#### TASK DIRECTIONS
Transcribe every record without leaving anything out or changing a word.

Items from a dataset
========================================

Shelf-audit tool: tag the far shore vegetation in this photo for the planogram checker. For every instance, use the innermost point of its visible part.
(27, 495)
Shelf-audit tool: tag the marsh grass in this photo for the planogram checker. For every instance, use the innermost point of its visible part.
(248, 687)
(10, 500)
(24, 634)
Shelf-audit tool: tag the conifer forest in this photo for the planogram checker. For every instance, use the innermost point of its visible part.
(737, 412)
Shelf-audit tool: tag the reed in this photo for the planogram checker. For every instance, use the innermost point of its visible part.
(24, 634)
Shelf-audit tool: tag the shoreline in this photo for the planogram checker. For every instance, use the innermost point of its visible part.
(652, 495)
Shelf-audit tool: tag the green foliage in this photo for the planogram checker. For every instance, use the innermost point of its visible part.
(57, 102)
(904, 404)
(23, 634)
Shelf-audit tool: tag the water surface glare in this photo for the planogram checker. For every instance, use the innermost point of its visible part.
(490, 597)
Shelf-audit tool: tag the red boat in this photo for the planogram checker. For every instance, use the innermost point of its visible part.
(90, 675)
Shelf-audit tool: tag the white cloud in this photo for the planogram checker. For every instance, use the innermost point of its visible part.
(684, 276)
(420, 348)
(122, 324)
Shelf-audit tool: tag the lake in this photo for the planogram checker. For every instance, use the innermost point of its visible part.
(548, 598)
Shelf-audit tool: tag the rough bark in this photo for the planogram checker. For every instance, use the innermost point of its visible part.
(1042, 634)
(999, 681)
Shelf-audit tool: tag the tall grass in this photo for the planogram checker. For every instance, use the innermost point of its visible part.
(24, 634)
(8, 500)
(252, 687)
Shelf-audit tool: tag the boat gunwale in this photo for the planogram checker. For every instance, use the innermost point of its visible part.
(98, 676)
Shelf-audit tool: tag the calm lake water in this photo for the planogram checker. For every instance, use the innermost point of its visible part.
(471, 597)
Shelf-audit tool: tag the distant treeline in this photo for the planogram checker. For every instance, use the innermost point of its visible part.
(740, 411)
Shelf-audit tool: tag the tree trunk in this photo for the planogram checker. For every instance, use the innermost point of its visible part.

========================================

#### SOLUTION TO THIS TASK
Shelf-audit tool: tag the far shore vegetation in this photo for the planogram checker. For every instance, use the innermost point of its visible part.
(27, 495)
Shelf-audit tool: tag the marsh grass in this photo for the planogram checker. For every instance, use the innermost point of its visible part.
(248, 687)
(10, 500)
(24, 634)
Shelf-audit tool: tag the conifer forest in this photo for the planogram checker. For every instance, use the innermost point of its visible part.
(737, 412)
Shelf-audit tool: tag the reed in this photo for the planogram checker. For every instance, use the innermost point of its visible part.
(24, 634)
Shelf-audit tool: tag the shoreline in this photo for the planogram checker. For every instance, use the innermost point of its visible part.
(652, 495)
Shelf-audit tool: tag the green foliage in this photo for the planogram checker. For every instance, use the innermost point of its visible part.
(57, 102)
(904, 404)
(23, 634)
Shelf-audit tool: tag the water surface glare in this photo for the planogram checker. For every instance, use the innermost point of its visible part.
(490, 597)
Shelf-audit tool: tag the red boat in this photo for the planogram checker. For every instance, use the innermost point of its visible part.
(90, 675)
Shelf-audit tool: tag the white cloud in this photo for the planogram checker. For every instance, use the innermost point of its visible part.
(684, 276)
(420, 348)
(122, 324)
Shelf-audit tool: tag the lake in this photo for the planogram checker. For every instance, use the innermost point of its visible part.
(548, 598)
Shelf-audit tool: tag the rough bark in this photo for the planogram checker. For every instance, use the innermost point of its visible part.
(1042, 634)
(999, 681)
Shelf-audit tool: tag the tall grass in this photo for the planogram checker. For every instance, use the innermost point of its visible part.
(24, 634)
(8, 500)
(252, 687)
Shelf-audit tool: tag the boat gunwale in this photo for the planogram checker. For every instance, use the innermost point of its visible part.
(98, 676)
Shelf-audit tool: tag the calm lake water in this photo for the planogram checker. For every instance, use the innermost point of its visible part.
(471, 597)
Shelf-audit tool: tag the distant treeline in this photo for the planogram checker. For every instance, use the innermost point of its visible part.
(740, 411)
Shelf-audit tool: tag the tree trunk in this photo for the planogram checker. For every instance, use the innermost point of its visible part.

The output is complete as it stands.